TO BE DONE. Turn the material below into a JSON list of strings, covering everything from the line that contains "Practice step: locate the brown" down to the line that contains "x=669, y=1227", both included. Give one string per line and leave out blank lines.

• • • •

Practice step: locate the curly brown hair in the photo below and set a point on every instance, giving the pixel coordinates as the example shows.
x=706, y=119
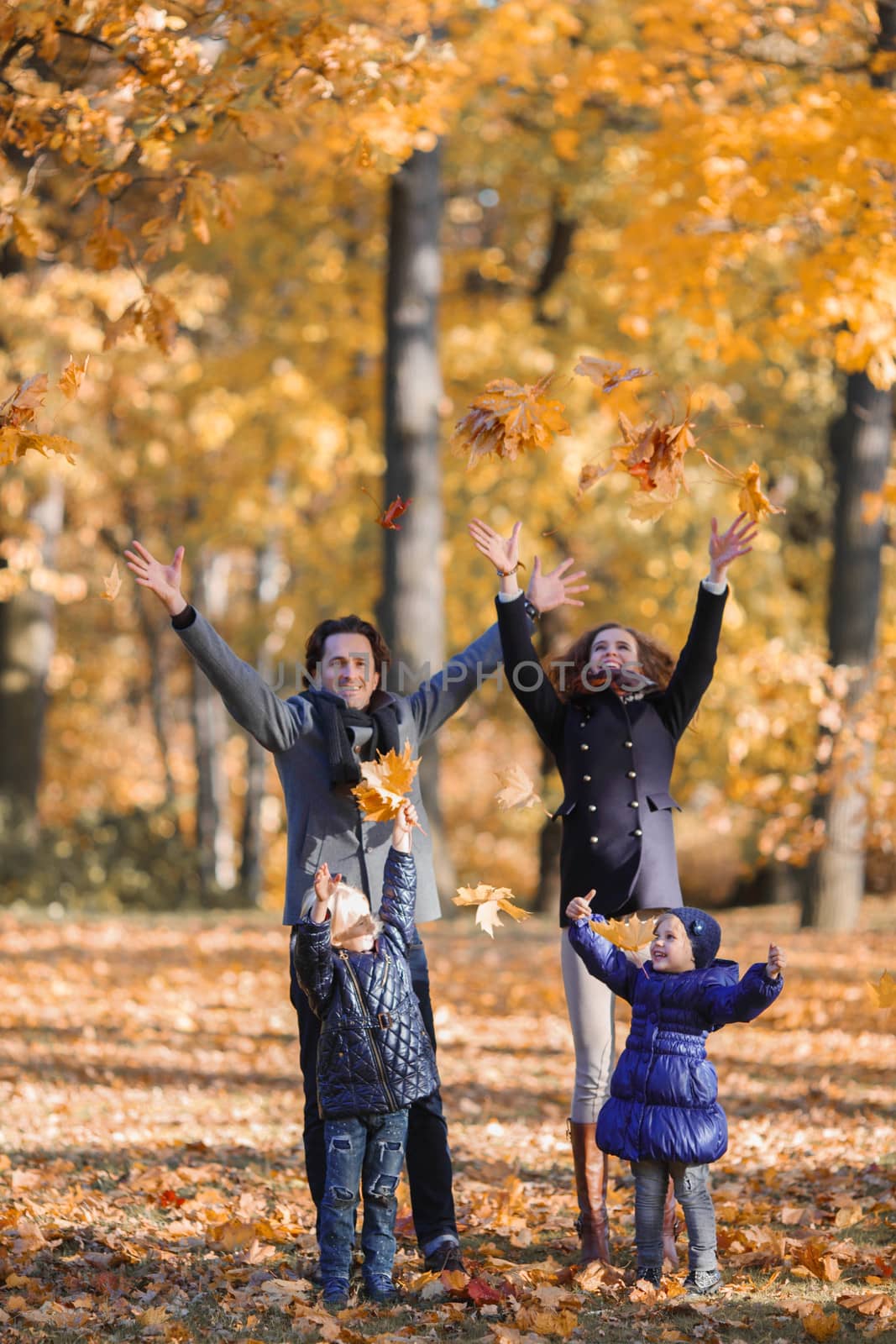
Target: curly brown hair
x=343, y=625
x=654, y=662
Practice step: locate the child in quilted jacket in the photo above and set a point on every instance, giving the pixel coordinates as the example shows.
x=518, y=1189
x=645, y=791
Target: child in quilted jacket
x=374, y=1059
x=663, y=1115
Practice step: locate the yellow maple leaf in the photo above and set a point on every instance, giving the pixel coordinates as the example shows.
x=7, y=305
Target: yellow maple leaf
x=112, y=585
x=752, y=499
x=516, y=790
x=490, y=900
x=385, y=784
x=16, y=443
x=508, y=420
x=607, y=374
x=627, y=934
x=71, y=376
x=884, y=992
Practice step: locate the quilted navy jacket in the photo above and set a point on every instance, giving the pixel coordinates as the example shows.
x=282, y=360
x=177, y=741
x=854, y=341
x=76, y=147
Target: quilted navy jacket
x=374, y=1053
x=663, y=1095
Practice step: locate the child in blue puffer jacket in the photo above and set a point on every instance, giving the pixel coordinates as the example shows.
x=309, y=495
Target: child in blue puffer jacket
x=374, y=1059
x=663, y=1115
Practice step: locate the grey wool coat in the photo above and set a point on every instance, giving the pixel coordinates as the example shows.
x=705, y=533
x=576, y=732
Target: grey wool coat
x=324, y=824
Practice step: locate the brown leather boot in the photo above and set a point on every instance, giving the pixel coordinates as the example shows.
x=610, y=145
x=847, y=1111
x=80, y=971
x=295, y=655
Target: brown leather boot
x=591, y=1189
x=669, y=1227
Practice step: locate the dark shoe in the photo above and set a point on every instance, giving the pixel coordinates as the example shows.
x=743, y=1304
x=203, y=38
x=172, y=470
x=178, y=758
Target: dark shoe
x=703, y=1281
x=380, y=1289
x=445, y=1257
x=335, y=1297
x=647, y=1276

• • • •

ANSWER.
[
  "Practice step: locate the brown leather boot in the photo above and set a point on every instance, giving the pixel coordinates as the example shows.",
  "x=610, y=145",
  "x=847, y=1111",
  "x=80, y=971",
  "x=295, y=655",
  "Target: brown leather boot",
  "x=591, y=1189",
  "x=669, y=1227"
]